▶ _Collection entries_:
+ + + +

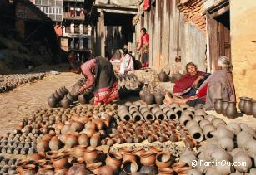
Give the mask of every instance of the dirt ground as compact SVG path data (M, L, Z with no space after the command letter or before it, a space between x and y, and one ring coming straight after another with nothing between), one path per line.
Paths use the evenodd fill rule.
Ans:
M61 73L19 86L8 93L0 94L0 134L12 131L27 114L48 107L47 98L61 86L71 90L81 75Z

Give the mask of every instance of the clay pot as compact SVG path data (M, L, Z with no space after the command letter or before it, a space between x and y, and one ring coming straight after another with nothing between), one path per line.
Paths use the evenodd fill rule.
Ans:
M234 134L232 131L228 129L226 127L218 126L217 128L217 130L214 132L214 137L216 137L217 139L220 139L225 136L233 139L234 137Z
M80 104L87 104L88 102L86 101L86 99L84 97L83 94L81 94L78 96L78 100Z
M238 107L239 107L239 110L241 111L241 113L244 113L244 110L243 110L244 99L248 99L248 97L239 97L240 101L239 101Z
M235 169L241 173L248 172L253 163L249 156L244 152L238 152L233 157L233 163L238 163L238 166L235 166Z
M235 102L228 102L228 107L226 109L226 115L229 119L234 119L236 118L237 114L237 108L236 108L236 103Z
M251 114L256 118L256 100L252 100Z
M83 154L83 158L87 163L93 163L97 159L98 153L97 150L90 148L88 148Z
M251 98L247 98L244 99L244 104L243 104L243 111L245 114L247 115L251 115L252 114L252 99Z
M144 166L152 166L155 162L156 156L152 151L147 151L141 155L140 163Z
M78 143L80 145L83 145L85 147L88 146L88 144L89 144L89 138L87 136L87 134L82 134L78 137Z
M125 160L123 162L122 169L127 174L132 174L138 171L138 166L137 163L133 160Z
M151 93L147 93L144 99L147 105L153 105L155 102L154 95Z
M57 105L57 100L53 94L48 98L48 104L51 108L55 108Z
M67 137L65 144L66 144L68 148L73 148L73 147L78 145L78 138L76 136L69 134Z
M158 153L156 165L159 169L169 168L171 166L171 154L164 152Z
M222 113L222 100L223 99L215 99L214 109L218 114Z
M226 116L226 109L228 107L229 100L222 100L221 113Z
M206 139L211 139L214 136L214 132L216 131L216 128L211 124L208 124L203 126L203 132Z
M84 145L78 145L73 148L73 155L77 158L83 158L83 153L86 152L86 147Z
M160 93L154 94L154 98L158 105L161 105L162 104L163 104L164 95L163 95L162 94Z
M57 151L60 149L62 146L61 141L58 139L57 136L52 138L51 141L49 142L49 148L52 151Z
M65 155L60 155L53 158L52 163L55 169L62 169L66 168L68 163L68 160Z
M122 164L123 156L118 153L109 153L106 159L106 165L112 167L113 170L117 170Z
M102 166L102 163L100 162L95 162L95 163L90 163L88 164L88 168L94 173L94 174L100 174L100 167Z
M168 80L168 75L163 70L158 74L158 78L160 82L166 82Z
M223 137L218 140L218 143L221 148L228 152L231 152L234 148L234 143L232 139L228 137Z
M90 145L92 147L98 147L100 143L100 137L97 134L94 134L91 139L90 139Z

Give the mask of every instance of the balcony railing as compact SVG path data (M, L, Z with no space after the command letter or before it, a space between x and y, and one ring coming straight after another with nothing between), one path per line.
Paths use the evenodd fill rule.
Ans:
M84 14L76 15L70 12L63 12L63 19L84 20Z
M67 2L84 2L84 0L63 0Z

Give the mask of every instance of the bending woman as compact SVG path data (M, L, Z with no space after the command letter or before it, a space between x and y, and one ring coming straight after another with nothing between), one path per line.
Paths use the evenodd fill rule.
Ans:
M166 95L165 103L169 105L173 103L188 104L190 106L203 104L205 105L206 109L213 109L216 99L236 101L232 64L229 59L223 56L218 60L218 70L203 83L197 95L183 100L174 100Z
M78 92L93 87L94 105L108 104L119 97L118 79L108 60L103 57L89 60L81 66L81 71L87 80Z
M173 94L187 98L196 95L198 88L210 74L198 71L197 66L189 62L186 65L187 74L178 79L173 87Z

+ + + +

▶ _TASK_: Reproduce all of the items above word for word, leaving out the pictures.

▶ _REPLY_:
Give the mask of every instance of the dirt ground as compact SVG path data (M, L, Z with no space after the command letter or before it, a space between x and y, and one ring coming straight after another with nothing between), one path per line.
Paths use the evenodd fill rule.
Ans:
M61 73L19 86L8 93L0 94L0 134L12 131L27 114L48 107L47 98L61 86L71 90L81 75Z

Give the mask of every instance of the clay pot as compact SVG path data (M, L, Z with no space after the command letter or before it, a space between x and y, and one ring coming straight after another with nothing between), one path per line.
Paths use the evenodd fill rule.
Ans:
M234 134L232 131L228 129L226 127L218 126L217 128L217 130L214 132L214 137L216 137L217 139L220 139L225 136L233 139L234 137Z
M80 104L87 104L88 102L86 101L86 99L84 97L83 94L81 94L78 96L78 100Z
M238 107L239 107L239 110L241 111L241 113L244 113L244 110L243 110L244 99L248 99L248 97L239 97L240 101L239 101Z
M235 169L241 173L248 172L253 163L249 156L244 152L238 152L233 157L233 163L238 163L238 166L235 166Z
M235 102L228 102L228 107L226 109L226 115L229 119L234 119L236 118L237 114L237 108L236 108L236 103Z
M251 114L256 118L256 100L252 100Z
M83 154L83 158L87 163L93 163L97 159L98 153L97 150L90 148L88 148Z
M251 98L247 98L244 99L244 104L243 104L243 111L245 114L247 115L251 115L252 114L252 99Z
M144 166L152 166L155 162L156 156L152 151L147 151L141 155L140 163Z
M78 143L80 145L83 145L85 147L88 146L88 144L89 144L89 138L87 136L87 134L82 134L78 137Z
M125 160L123 162L122 169L127 174L132 174L138 171L138 166L137 163L133 160Z
M151 93L147 93L144 99L147 105L153 105L155 102L154 95Z
M57 105L57 100L53 94L48 98L48 104L51 108L55 108Z
M67 137L65 144L66 144L68 148L73 148L73 147L78 145L78 138L76 136L69 134Z
M158 153L156 165L159 169L169 168L171 166L171 154L164 152Z
M222 113L222 100L223 99L215 99L214 109L218 114Z
M226 116L226 109L228 107L229 100L222 100L221 113Z
M206 139L211 139L214 136L214 132L216 131L216 128L211 124L208 124L203 126L203 132Z
M84 145L78 145L73 148L73 155L77 158L83 158L83 153L86 152L86 147Z
M160 93L154 94L154 98L158 105L161 105L162 104L163 104L164 95L163 95L162 94Z
M57 151L60 149L62 146L61 141L58 139L57 136L52 138L51 141L49 142L49 148L52 151Z
M65 155L60 155L53 158L52 163L55 169L62 169L66 168L68 163L68 160Z
M122 164L123 156L118 153L109 153L106 159L106 165L112 167L113 170L117 170Z
M102 166L102 163L100 162L95 162L95 163L90 163L88 164L88 168L94 173L94 174L100 174L100 167Z
M168 80L168 75L163 70L158 74L158 78L160 82L166 82Z
M223 137L218 140L218 143L221 148L228 152L231 152L234 148L234 143L232 139L228 137Z
M90 145L92 147L98 147L100 143L100 137L97 134L94 134L91 139L90 139Z

Give the mask of every instance of the balcony railing as compact SVG path data (M, L, Z with no space after the command letter or before it, a space between x and y, and one ring coming straight after another with nothing between), one path per line.
Paths use the evenodd fill rule.
Ans:
M84 14L76 15L70 12L63 12L63 19L84 20Z
M67 2L84 2L84 0L63 0Z

Give the mask of every instance of the bending woman as compact SVG path data (M, L, Z with no space after the command letter or before it, a space between x and y, and one ring coming straight after another with nothing between), one path per line.
Paths use the evenodd fill rule.
Ans:
M166 95L165 103L169 105L173 103L188 104L190 106L203 104L205 105L206 109L213 109L216 99L236 101L232 64L229 59L223 56L218 60L218 70L203 83L197 95L183 100L174 100Z
M78 92L93 87L94 105L108 104L119 97L118 79L108 60L103 57L89 60L81 66L81 71L87 80Z
M173 94L187 98L196 95L198 88L210 74L198 71L197 66L189 62L186 65L187 74L178 79L173 87Z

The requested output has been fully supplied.